PROBLEM TO WORK ON:
Can you extract every line of the entries below that contains the word "lawn"? Only a case-sensitive match counts.

---- INFORMATION SUPPLIED

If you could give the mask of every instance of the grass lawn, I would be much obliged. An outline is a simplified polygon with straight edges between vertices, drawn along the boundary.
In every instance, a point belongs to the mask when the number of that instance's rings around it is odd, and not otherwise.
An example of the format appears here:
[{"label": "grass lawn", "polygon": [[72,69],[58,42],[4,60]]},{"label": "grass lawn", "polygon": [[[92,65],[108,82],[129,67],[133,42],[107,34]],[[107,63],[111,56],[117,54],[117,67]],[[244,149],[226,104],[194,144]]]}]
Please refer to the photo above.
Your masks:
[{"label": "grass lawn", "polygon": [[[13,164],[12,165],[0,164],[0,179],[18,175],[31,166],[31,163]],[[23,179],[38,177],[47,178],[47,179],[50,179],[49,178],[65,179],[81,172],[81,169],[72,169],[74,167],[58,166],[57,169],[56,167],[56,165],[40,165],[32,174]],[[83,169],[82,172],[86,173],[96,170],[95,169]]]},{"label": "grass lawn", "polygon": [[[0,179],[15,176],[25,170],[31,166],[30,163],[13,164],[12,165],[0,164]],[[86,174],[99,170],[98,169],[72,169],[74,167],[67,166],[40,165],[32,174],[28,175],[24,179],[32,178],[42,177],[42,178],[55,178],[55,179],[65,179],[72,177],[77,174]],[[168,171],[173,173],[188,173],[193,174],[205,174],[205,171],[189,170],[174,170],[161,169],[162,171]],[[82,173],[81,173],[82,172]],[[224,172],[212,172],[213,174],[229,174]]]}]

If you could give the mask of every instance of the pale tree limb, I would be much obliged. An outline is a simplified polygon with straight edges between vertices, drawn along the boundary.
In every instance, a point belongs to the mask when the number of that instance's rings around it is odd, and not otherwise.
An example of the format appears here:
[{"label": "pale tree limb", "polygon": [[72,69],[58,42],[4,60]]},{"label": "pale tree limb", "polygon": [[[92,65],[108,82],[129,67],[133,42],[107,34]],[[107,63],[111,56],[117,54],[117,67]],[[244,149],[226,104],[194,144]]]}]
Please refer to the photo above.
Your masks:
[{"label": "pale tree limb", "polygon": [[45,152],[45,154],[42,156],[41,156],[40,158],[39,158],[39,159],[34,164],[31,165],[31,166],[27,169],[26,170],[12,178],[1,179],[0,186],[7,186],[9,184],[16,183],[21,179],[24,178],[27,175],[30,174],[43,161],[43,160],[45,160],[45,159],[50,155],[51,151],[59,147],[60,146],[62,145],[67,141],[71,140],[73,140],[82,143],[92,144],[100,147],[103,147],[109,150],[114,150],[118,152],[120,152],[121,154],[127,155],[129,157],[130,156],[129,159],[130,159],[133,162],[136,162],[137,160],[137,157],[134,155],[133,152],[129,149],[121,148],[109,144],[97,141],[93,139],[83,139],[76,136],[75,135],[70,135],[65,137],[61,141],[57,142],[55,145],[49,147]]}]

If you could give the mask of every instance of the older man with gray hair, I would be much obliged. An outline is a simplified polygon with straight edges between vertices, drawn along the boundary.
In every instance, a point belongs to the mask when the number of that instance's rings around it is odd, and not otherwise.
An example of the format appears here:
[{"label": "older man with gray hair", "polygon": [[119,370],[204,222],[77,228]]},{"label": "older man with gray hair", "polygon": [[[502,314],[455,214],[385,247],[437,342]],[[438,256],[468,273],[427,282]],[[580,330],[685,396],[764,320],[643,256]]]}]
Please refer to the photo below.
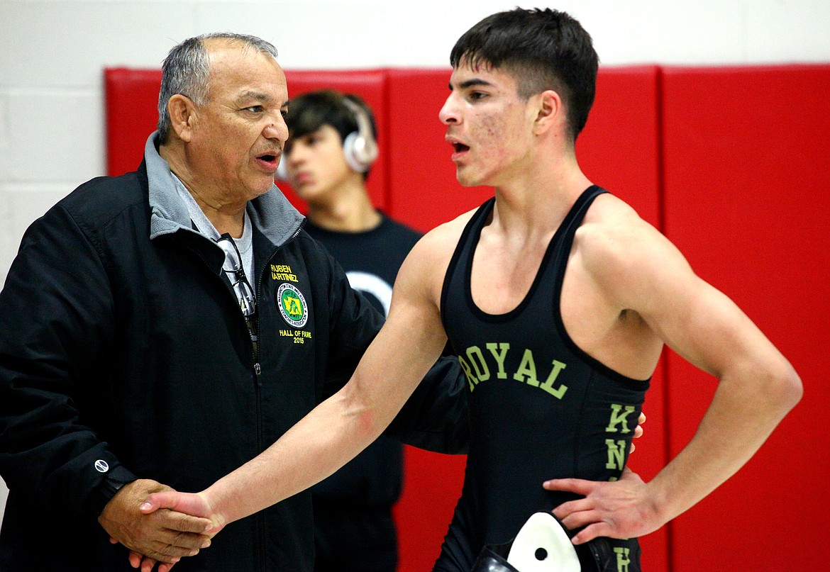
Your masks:
[{"label": "older man with gray hair", "polygon": [[[256,457],[379,330],[274,187],[288,137],[276,58],[236,34],[175,46],[138,170],[81,185],[27,231],[0,293],[0,570],[131,570],[116,540],[160,562],[195,555],[209,522],[182,516],[187,532],[165,533],[173,516],[142,501]],[[437,364],[400,434],[463,451],[460,375]],[[298,494],[177,569],[310,570],[311,518]],[[72,524],[42,534],[56,521]]]}]

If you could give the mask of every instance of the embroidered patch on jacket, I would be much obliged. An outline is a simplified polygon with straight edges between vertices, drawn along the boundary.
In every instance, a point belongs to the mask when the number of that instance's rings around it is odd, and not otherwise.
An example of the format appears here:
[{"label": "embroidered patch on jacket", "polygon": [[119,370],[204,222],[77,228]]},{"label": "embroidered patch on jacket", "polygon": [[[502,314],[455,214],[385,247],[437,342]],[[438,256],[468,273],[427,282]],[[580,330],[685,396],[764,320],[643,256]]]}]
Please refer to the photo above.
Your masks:
[{"label": "embroidered patch on jacket", "polygon": [[283,284],[276,291],[277,305],[280,313],[289,326],[302,327],[309,319],[308,305],[305,297],[293,284]]}]

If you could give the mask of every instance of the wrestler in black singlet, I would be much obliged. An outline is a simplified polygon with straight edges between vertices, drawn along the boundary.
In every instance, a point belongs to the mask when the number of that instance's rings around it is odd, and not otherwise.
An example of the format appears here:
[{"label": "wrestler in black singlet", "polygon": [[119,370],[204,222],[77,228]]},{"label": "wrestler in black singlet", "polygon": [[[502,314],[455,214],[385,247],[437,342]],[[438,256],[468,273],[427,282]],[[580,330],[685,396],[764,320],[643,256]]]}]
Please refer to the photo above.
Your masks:
[{"label": "wrestler in black singlet", "polygon": [[[436,570],[467,572],[483,546],[509,542],[534,512],[575,498],[545,491],[545,480],[613,480],[625,466],[649,381],[625,377],[577,347],[559,312],[574,232],[603,192],[594,186],[579,196],[530,292],[505,314],[482,312],[470,288],[473,254],[495,199],[479,208],[459,240],[441,313],[467,376],[471,443],[463,492]],[[637,540],[610,542],[602,570],[637,572]],[[585,545],[577,550],[583,570],[597,570]]]}]

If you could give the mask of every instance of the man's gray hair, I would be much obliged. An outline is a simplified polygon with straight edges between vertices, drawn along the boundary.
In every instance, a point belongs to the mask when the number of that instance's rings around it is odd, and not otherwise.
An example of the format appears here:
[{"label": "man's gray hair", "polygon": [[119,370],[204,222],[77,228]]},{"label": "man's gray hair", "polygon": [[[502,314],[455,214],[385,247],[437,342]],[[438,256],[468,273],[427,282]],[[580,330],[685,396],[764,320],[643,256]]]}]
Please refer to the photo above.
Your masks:
[{"label": "man's gray hair", "polygon": [[164,58],[162,64],[161,90],[159,91],[159,141],[164,143],[170,133],[170,114],[167,103],[177,94],[189,98],[197,105],[208,103],[210,86],[210,64],[205,40],[225,39],[229,43],[240,42],[245,47],[259,50],[263,54],[276,59],[276,48],[271,43],[244,34],[214,32],[188,38],[175,46]]}]

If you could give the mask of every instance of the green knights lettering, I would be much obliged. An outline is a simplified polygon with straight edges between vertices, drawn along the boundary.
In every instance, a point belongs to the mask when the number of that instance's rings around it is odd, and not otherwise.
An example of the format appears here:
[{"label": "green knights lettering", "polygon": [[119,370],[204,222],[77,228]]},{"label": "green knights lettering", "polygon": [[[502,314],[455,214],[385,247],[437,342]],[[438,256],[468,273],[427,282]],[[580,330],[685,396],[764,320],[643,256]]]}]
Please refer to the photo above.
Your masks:
[{"label": "green knights lettering", "polygon": [[[628,425],[628,416],[634,413],[633,405],[621,405],[617,403],[611,404],[611,411],[608,414],[608,426],[605,428],[606,433],[615,433],[627,434],[631,433],[631,427]],[[608,457],[605,463],[605,468],[614,469],[622,473],[625,465],[625,453],[627,444],[625,439],[605,439],[605,446],[608,448]],[[612,481],[616,481],[613,477]]]},{"label": "green knights lettering", "polygon": [[[464,351],[464,355],[458,356],[458,361],[461,369],[466,376],[467,382],[470,384],[470,391],[474,391],[476,386],[482,381],[486,381],[495,376],[496,379],[505,380],[508,376],[516,381],[525,383],[528,385],[538,387],[543,391],[546,391],[558,400],[561,400],[568,390],[568,386],[564,384],[557,384],[556,380],[565,368],[565,364],[554,360],[550,365],[540,364],[540,366],[545,367],[545,370],[537,370],[536,361],[533,356],[533,351],[525,349],[522,351],[521,360],[515,371],[508,372],[505,369],[505,360],[510,351],[510,345],[505,342],[487,342],[482,351],[478,346],[471,346]],[[547,367],[550,367],[549,371]],[[546,376],[544,376],[544,373]],[[543,376],[540,376],[540,373]]]}]

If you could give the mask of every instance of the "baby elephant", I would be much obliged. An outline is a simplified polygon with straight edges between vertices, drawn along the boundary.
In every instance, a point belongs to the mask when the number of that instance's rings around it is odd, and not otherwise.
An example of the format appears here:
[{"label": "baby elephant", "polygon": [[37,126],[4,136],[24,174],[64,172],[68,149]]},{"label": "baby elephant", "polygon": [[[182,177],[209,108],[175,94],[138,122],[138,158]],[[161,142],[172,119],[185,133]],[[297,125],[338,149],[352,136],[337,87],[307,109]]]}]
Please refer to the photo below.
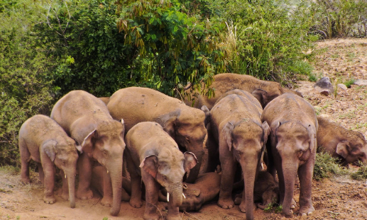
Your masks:
[{"label": "baby elephant", "polygon": [[179,207],[182,203],[182,178],[197,163],[194,154],[182,154],[173,139],[156,122],[140,122],[126,137],[126,157],[131,178],[130,204],[141,207],[141,180],[146,186],[144,219],[158,219],[156,204],[160,186],[167,190],[167,219],[181,219]]},{"label": "baby elephant", "polygon": [[[19,130],[19,150],[21,160],[21,181],[31,182],[29,161],[38,163],[40,181],[45,185],[45,203],[55,202],[54,164],[62,174],[62,195],[69,198],[70,207],[75,207],[75,180],[78,154],[75,141],[67,136],[56,122],[50,117],[37,115],[26,120]],[[67,185],[69,187],[67,187]]]},{"label": "baby elephant", "polygon": [[341,158],[344,165],[362,161],[367,164],[367,142],[362,134],[349,131],[339,125],[317,117],[317,147]]},{"label": "baby elephant", "polygon": [[[243,182],[241,181],[241,183]],[[258,208],[264,209],[270,203],[279,201],[279,187],[273,175],[267,171],[259,171],[258,178],[253,187],[253,200]],[[234,204],[240,204],[242,201],[242,193],[236,195]]]}]

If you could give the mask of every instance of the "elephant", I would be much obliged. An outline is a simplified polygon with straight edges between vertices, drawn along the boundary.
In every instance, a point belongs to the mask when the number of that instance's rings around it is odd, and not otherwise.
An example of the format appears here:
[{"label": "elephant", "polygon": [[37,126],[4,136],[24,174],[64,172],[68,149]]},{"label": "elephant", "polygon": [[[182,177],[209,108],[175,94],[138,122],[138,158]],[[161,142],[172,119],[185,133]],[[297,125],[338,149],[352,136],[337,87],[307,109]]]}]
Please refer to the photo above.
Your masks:
[{"label": "elephant", "polygon": [[277,82],[260,80],[249,75],[220,74],[214,76],[213,79],[213,83],[209,87],[214,89],[215,96],[208,98],[197,91],[189,91],[188,93],[194,100],[186,98],[186,105],[197,108],[206,105],[211,110],[219,98],[226,92],[234,89],[249,92],[258,100],[263,108],[275,98],[285,93],[292,93],[302,97],[298,91],[283,88]]},{"label": "elephant", "polygon": [[224,96],[210,110],[207,171],[215,169],[219,152],[222,175],[218,205],[224,209],[232,208],[234,178],[239,163],[245,185],[239,208],[246,212],[246,219],[253,219],[253,187],[269,126],[266,122],[261,123],[263,110],[250,93],[225,93]]},{"label": "elephant", "polygon": [[79,143],[83,154],[77,166],[79,185],[77,197],[86,199],[93,197],[89,189],[92,161],[106,168],[106,184],[101,204],[111,206],[112,216],[121,208],[123,152],[125,129],[124,121],[114,120],[106,105],[98,98],[84,91],[72,91],[55,104],[51,112],[65,132]]},{"label": "elephant", "polygon": [[[242,181],[243,184],[243,182]],[[234,204],[240,204],[242,201],[242,193],[236,195]],[[266,208],[269,204],[278,203],[279,201],[279,186],[274,177],[267,171],[259,171],[255,187],[253,187],[253,200],[261,209]]]},{"label": "elephant", "polygon": [[75,175],[78,154],[81,149],[74,139],[50,117],[36,115],[27,120],[19,130],[19,151],[21,161],[21,181],[31,183],[29,162],[38,163],[40,179],[45,185],[43,201],[53,204],[54,165],[62,172],[62,199],[75,207]]},{"label": "elephant", "polygon": [[194,183],[204,155],[205,123],[209,114],[206,107],[200,110],[150,88],[129,87],[115,92],[107,108],[114,119],[124,118],[126,132],[138,122],[155,122],[175,139],[180,149],[194,153],[198,163],[185,180]]},{"label": "elephant", "polygon": [[107,104],[109,102],[109,97],[99,97],[98,98],[102,100],[102,102],[104,102],[106,105],[107,105]]},{"label": "elephant", "polygon": [[358,161],[367,164],[367,142],[363,135],[317,117],[317,150],[339,158],[344,166]]},{"label": "elephant", "polygon": [[[96,190],[102,197],[104,191],[106,173],[106,168],[102,166],[96,166],[92,169],[91,187]],[[121,201],[130,201],[130,195],[131,195],[131,183],[129,179],[124,176],[122,177],[122,188],[124,191],[122,191]],[[125,192],[126,192],[126,194],[124,194]]]},{"label": "elephant", "polygon": [[312,106],[292,93],[283,94],[264,108],[262,121],[270,127],[266,144],[268,171],[279,178],[280,201],[285,216],[290,209],[296,174],[300,178],[300,213],[311,214],[314,208],[311,199],[312,174],[316,157],[318,122]]},{"label": "elephant", "polygon": [[175,140],[157,122],[138,123],[128,132],[125,141],[124,157],[131,179],[130,204],[136,208],[141,207],[143,180],[146,202],[143,219],[159,219],[155,204],[162,185],[168,192],[167,219],[181,219],[179,207],[185,196],[182,178],[197,163],[195,155],[191,152],[182,154]]}]

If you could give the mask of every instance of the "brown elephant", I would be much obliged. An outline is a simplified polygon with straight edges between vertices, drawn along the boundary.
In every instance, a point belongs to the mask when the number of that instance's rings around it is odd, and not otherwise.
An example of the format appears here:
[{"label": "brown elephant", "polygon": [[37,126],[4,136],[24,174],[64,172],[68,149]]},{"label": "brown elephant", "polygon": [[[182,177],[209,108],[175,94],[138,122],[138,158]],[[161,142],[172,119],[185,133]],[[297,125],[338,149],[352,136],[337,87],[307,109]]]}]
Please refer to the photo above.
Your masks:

--------

TASK ANSWER:
If you could give the mask of every instance of the grass lawn, I would be much obliged. An outline is a simplified polygon with straight edges between vertices, drawn along the boundary.
[{"label": "grass lawn", "polygon": [[72,69],[58,42],[4,60]]},{"label": "grass lawn", "polygon": [[[92,65],[108,82],[129,67],[133,42],[107,34]],[[107,63],[111,56],[117,54],[117,67]],[[244,149],[226,104],[194,144]]]}]
[{"label": "grass lawn", "polygon": [[[13,164],[12,165],[0,164],[0,179],[18,175],[31,166],[31,163]],[[23,179],[38,177],[47,178],[47,179],[50,179],[49,178],[65,179],[81,172],[81,169],[72,169],[74,167],[58,166],[57,169],[56,167],[56,165],[40,165],[32,174]],[[83,169],[82,172],[86,173],[96,170],[95,169]]]},{"label": "grass lawn", "polygon": [[[0,179],[15,176],[25,170],[31,166],[30,163],[13,164],[12,165],[0,164]],[[86,174],[99,170],[98,169],[72,169],[74,167],[67,166],[40,165],[32,174],[28,175],[24,179],[32,178],[42,177],[42,178],[55,178],[55,179],[65,179],[72,177],[77,174]],[[168,171],[173,173],[188,173],[193,174],[205,174],[205,171],[189,170],[174,170],[161,169],[162,171]],[[82,173],[81,173],[82,172]],[[224,172],[212,172],[213,174],[229,174]]]}]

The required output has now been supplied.